[Photo-based referring expression data]
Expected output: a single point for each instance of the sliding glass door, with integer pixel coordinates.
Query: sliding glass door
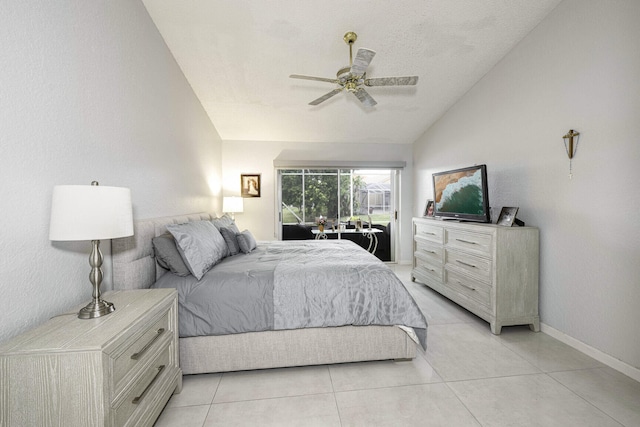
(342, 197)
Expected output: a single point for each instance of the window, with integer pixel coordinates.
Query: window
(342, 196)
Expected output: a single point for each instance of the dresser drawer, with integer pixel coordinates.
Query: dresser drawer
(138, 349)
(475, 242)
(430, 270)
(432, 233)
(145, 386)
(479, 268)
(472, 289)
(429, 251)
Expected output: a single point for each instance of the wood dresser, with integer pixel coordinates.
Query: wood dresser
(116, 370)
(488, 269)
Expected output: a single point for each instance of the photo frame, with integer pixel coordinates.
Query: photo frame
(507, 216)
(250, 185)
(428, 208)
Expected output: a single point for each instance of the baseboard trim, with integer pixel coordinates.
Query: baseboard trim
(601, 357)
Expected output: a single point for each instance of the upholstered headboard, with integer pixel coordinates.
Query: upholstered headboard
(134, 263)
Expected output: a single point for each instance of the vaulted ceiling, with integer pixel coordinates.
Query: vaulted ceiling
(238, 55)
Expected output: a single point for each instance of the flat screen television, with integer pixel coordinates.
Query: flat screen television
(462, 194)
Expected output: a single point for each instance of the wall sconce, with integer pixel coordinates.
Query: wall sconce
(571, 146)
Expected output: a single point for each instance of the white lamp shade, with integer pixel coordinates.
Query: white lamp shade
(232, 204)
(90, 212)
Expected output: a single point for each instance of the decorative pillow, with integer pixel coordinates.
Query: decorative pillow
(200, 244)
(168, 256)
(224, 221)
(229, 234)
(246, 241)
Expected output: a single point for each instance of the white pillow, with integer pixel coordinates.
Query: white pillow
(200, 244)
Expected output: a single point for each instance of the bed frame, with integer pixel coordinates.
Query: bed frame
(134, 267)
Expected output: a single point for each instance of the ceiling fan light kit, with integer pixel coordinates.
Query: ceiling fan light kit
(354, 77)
--
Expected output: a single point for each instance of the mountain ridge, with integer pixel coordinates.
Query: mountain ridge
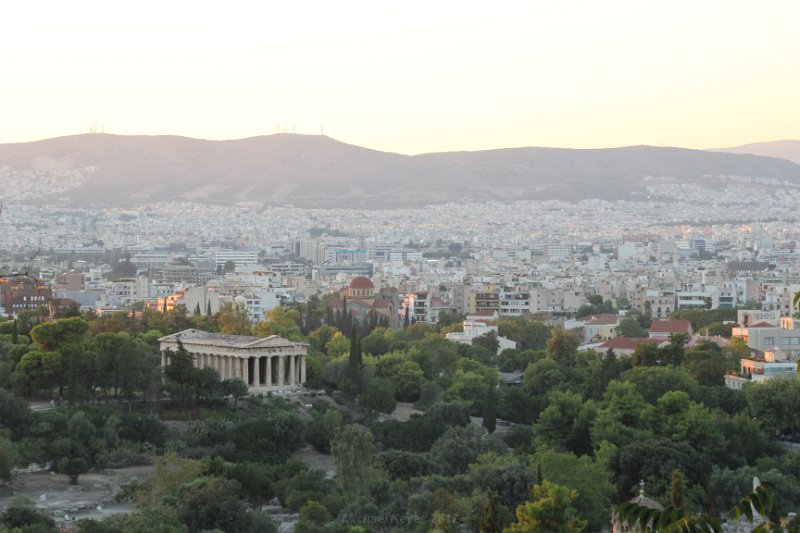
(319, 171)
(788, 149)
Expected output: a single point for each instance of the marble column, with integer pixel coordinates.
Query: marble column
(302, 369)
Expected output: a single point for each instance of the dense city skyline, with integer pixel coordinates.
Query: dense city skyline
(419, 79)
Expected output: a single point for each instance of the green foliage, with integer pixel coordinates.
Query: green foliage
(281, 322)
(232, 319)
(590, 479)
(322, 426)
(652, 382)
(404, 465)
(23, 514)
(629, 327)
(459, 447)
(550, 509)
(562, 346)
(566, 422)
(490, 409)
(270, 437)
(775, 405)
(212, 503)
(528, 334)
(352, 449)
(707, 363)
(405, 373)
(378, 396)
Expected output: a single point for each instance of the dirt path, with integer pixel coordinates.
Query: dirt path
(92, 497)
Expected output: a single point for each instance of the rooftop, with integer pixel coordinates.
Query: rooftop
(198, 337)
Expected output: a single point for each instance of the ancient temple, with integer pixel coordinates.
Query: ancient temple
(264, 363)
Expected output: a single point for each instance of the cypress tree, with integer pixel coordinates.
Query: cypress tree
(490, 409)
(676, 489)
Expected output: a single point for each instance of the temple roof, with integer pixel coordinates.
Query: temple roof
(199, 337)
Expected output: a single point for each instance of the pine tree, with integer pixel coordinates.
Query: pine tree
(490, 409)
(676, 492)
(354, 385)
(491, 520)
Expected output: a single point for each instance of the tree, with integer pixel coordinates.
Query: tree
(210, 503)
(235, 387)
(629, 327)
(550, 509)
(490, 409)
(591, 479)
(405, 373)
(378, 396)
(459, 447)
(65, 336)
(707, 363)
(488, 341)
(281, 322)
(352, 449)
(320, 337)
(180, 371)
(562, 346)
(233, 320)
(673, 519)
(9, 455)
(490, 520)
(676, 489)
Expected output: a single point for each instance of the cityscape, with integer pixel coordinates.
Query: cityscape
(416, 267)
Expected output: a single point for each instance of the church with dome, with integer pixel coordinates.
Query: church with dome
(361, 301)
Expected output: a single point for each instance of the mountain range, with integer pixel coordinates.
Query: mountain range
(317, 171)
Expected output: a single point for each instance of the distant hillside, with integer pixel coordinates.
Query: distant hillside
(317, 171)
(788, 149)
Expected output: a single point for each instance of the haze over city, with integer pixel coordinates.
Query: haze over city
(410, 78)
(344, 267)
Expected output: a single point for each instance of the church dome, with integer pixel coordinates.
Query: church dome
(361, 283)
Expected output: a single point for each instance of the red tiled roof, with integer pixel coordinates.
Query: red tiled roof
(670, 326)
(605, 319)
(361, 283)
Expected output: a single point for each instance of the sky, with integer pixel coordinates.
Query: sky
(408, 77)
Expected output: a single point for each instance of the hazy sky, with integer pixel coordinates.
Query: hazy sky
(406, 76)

Problem statement - Of the entries listed above, reproduce only the lines starting at the line containing "headboard, with integer pixel coordinates." and ending at the line containing "Expected output: a single point for each instance of the flat". Include both, exactly as they stand.

Answer to this task -
Expected output: a single point for each instance of the upholstered headboard, with integer pixel coordinates.
Query: upholstered headboard
(134, 263)
Expected output: a single point for each instance of the vaulted ceiling, with integer pixel coordinates.
Query: vaulted ceiling
(238, 55)
Expected output: a single point for each instance of the flat screen television, with integer pixel coordinates.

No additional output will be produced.